=== Goal of the exercise ===
Lines containing "Each" should be pulled from the material below.

=== Source data ===
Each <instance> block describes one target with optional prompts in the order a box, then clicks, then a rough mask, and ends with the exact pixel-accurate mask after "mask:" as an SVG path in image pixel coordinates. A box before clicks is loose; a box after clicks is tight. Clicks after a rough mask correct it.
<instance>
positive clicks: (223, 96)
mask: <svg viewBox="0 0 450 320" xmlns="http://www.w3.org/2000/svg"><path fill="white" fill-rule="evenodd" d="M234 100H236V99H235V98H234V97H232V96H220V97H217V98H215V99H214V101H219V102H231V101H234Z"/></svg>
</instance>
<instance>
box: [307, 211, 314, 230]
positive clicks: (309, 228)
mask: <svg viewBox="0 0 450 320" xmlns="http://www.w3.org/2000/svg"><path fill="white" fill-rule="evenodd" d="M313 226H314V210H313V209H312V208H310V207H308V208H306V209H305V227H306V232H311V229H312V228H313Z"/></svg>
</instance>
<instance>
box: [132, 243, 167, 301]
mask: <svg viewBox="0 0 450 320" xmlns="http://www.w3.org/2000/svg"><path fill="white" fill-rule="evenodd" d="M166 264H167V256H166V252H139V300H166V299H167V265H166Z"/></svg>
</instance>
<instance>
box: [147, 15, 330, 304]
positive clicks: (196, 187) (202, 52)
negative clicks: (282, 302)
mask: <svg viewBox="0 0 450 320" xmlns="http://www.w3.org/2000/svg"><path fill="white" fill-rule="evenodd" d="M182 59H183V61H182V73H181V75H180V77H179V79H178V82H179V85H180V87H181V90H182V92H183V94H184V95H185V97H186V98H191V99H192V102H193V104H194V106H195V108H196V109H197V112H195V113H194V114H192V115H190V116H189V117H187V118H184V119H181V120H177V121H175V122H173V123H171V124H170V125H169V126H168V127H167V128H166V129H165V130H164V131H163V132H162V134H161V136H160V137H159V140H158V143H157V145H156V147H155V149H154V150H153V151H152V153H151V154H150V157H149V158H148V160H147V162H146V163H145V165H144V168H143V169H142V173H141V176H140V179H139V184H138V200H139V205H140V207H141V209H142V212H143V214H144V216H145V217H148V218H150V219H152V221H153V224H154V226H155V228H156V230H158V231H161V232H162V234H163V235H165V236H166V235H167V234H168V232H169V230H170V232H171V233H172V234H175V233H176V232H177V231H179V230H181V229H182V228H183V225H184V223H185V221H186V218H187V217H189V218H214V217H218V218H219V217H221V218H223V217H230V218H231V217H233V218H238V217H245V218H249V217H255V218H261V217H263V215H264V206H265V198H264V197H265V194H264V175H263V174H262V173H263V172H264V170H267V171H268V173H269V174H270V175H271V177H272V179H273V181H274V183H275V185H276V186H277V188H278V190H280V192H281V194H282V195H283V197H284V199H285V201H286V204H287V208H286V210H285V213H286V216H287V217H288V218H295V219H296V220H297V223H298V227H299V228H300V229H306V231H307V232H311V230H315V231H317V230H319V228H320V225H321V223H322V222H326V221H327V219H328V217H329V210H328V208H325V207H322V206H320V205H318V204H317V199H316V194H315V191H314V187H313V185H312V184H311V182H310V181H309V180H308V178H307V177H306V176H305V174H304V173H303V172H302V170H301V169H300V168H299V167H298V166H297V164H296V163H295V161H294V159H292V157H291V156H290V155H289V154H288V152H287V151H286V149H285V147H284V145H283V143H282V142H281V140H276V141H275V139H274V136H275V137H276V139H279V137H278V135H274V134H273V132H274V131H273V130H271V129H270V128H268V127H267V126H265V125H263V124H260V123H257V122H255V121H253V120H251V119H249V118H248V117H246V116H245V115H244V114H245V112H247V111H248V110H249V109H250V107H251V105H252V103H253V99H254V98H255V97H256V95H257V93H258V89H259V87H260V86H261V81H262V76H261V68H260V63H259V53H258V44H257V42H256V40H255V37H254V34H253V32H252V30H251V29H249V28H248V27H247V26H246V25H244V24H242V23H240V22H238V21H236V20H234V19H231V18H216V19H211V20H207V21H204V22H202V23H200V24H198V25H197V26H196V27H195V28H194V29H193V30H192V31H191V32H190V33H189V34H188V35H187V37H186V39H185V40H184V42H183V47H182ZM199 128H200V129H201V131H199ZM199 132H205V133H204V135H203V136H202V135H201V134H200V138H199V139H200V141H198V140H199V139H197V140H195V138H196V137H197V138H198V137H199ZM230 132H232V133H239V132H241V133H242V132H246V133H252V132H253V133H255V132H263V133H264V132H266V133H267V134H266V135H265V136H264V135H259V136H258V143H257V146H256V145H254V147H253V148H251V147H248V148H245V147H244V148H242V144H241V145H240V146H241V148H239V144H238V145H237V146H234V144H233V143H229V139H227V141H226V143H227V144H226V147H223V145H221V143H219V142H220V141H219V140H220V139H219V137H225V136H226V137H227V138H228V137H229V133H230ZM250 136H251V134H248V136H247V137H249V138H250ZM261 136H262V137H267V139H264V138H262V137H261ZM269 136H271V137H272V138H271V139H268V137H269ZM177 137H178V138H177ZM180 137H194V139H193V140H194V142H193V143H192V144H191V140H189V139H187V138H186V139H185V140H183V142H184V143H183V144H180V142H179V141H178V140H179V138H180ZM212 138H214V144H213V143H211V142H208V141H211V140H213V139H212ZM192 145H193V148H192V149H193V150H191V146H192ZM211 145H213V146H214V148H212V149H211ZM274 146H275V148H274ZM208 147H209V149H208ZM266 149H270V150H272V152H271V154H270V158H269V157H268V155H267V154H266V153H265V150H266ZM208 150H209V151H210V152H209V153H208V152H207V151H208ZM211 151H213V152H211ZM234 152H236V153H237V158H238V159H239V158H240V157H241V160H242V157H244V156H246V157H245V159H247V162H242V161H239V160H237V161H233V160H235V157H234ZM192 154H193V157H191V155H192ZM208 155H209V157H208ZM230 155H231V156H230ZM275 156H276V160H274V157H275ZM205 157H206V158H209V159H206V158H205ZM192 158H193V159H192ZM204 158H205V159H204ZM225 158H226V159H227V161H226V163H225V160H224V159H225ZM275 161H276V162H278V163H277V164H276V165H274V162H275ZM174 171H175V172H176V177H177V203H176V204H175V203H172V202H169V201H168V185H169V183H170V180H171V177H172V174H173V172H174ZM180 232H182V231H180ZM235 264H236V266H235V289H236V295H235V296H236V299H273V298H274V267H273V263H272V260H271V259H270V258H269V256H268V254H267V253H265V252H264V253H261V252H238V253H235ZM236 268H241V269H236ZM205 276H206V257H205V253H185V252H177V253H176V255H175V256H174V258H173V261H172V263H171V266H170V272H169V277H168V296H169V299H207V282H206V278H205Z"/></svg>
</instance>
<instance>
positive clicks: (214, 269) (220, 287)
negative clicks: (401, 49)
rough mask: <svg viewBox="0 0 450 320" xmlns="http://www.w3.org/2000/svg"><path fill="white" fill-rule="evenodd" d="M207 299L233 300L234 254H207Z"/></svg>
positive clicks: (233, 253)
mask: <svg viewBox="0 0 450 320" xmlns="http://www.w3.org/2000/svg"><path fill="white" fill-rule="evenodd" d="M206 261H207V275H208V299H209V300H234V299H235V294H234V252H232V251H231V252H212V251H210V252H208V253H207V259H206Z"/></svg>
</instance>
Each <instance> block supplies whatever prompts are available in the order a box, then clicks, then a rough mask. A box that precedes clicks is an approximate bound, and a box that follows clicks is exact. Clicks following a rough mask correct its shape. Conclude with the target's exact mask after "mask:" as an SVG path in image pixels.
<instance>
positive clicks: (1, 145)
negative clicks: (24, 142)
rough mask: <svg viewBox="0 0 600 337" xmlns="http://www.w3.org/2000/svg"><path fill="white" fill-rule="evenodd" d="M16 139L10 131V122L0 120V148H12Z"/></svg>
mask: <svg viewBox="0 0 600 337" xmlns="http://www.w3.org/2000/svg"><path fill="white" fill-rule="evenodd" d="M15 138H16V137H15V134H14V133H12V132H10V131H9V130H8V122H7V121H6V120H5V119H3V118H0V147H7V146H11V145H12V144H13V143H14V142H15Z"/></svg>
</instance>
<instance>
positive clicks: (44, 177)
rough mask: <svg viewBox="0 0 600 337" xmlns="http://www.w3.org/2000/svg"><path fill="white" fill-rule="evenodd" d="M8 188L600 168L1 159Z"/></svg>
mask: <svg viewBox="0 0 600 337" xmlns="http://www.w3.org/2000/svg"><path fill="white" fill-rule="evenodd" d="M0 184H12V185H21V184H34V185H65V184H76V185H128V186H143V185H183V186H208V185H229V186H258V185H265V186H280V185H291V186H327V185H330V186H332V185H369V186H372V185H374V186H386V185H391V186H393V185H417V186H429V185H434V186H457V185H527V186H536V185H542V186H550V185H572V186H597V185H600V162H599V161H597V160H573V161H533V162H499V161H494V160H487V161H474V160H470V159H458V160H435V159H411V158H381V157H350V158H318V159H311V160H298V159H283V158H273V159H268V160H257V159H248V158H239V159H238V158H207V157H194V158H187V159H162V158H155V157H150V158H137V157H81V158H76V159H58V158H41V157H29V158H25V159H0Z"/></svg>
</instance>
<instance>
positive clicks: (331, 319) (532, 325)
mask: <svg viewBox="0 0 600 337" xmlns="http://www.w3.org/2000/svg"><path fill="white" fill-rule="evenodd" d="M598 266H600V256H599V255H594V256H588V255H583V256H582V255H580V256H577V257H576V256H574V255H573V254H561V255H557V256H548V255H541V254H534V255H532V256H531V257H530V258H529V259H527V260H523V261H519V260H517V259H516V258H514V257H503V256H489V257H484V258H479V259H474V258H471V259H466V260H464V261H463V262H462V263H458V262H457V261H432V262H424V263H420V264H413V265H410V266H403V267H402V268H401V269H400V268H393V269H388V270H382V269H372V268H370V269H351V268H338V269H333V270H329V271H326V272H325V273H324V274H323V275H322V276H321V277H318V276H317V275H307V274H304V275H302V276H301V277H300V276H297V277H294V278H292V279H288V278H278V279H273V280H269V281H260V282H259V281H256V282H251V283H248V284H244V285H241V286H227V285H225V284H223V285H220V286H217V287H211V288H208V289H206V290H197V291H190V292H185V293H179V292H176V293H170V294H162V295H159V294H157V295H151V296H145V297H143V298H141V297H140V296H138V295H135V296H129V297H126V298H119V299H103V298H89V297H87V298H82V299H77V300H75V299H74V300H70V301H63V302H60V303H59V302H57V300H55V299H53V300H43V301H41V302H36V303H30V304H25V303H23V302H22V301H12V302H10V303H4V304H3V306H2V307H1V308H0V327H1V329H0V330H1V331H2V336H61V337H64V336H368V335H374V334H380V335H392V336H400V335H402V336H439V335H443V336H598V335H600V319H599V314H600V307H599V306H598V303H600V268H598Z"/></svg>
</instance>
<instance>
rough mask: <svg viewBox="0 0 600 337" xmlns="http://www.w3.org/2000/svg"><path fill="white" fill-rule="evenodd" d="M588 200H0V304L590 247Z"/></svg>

=== Problem solution ===
Each <instance> block describes one target with optional prompts in the order a box, then clicks, then a rough mask, and ends with the exact pixel-accurate mask after "mask:" as an SVG path in image pixel coordinates. A box before clicks is loose; a box after clicks is tight. Clicks after a rough mask correct it.
Each <instance> block supplies whatever prompts are available in the order a box, then clicks, then a rough mask. A box that precedes clicks is an approximate bound, and a box that follows clicks is exact. Clicks following a rough mask correct its shape. Conclude with the target's exact mask after "mask:" as an SVG path in image pixels.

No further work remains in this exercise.